_Activity_:
Leaving out the pictures, return word for word the stretch of entries below from the line holding "Expected: for each instance of the river" through the line holding "Expected: for each instance of the haze".
+++ Supplied material +++
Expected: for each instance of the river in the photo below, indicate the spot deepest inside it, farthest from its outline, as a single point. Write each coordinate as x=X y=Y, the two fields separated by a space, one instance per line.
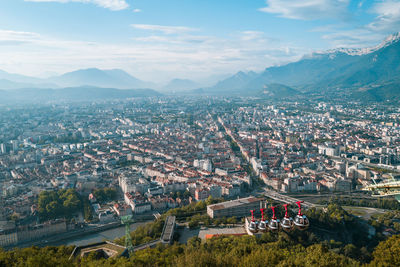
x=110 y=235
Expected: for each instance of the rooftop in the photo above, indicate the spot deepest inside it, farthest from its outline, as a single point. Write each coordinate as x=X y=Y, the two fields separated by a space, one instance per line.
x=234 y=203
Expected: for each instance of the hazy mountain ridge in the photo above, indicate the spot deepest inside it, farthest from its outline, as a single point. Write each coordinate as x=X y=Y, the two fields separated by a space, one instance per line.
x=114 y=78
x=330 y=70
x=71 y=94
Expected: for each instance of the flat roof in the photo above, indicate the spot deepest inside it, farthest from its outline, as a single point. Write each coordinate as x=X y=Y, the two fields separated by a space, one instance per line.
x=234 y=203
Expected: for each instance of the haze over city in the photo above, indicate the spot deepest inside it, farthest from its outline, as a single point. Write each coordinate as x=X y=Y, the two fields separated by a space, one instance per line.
+++
+++ Supplied material +++
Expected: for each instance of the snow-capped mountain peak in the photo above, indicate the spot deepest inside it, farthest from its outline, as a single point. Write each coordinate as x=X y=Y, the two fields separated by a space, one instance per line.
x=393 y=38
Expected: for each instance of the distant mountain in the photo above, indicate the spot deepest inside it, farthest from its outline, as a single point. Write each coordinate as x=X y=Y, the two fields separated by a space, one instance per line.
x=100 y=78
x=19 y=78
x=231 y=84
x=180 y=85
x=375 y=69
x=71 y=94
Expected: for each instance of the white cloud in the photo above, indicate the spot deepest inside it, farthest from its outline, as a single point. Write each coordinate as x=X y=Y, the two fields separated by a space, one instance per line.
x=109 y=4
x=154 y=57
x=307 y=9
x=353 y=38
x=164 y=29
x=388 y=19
+++
+++ Supplied material +++
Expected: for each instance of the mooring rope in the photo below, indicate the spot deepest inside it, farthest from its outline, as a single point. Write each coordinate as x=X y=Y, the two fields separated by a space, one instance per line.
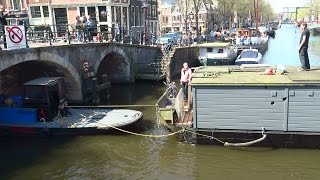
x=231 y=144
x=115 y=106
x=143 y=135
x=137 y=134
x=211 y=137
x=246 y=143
+++
_Answer to the problem_:
Expected: for each instance of the river in the photo below, indicate the spot deepest inside it, farthest from its outline, as a single point. Write each coordinate as x=X y=Y, the two fields separated by a space, one instance per line.
x=110 y=235
Expected: for each instance of the rooftop in the photo above, indicate the spot deepest inside it, farthest from its outline, as a single point. Write each coordinate as x=X y=Y, the two fields separated by a space, one instance per line.
x=234 y=203
Expected: for each instance of the hazy mountain ridge in the photo above, indicate the spot deepest inside it, farthest from its outline, as a single point. Write each coordinate as x=X y=Y, the two fields separated by a space, one instance per line.
x=114 y=78
x=330 y=70
x=71 y=94
Expected: for each instance of the flat roof in the photo above, indicate the spot deepest inside it, farthest from its outline, as a single point. Write each coordinate as x=X y=Y, the two fields separated by a space, one instance per line.
x=234 y=203
Expected: for each instance of the haze over city in the photo above, indicate the spot deepest inside it, farthest from its outline, as a single point. Write each coordinate as x=X y=Y, the two fields separated by a space, one instance per line.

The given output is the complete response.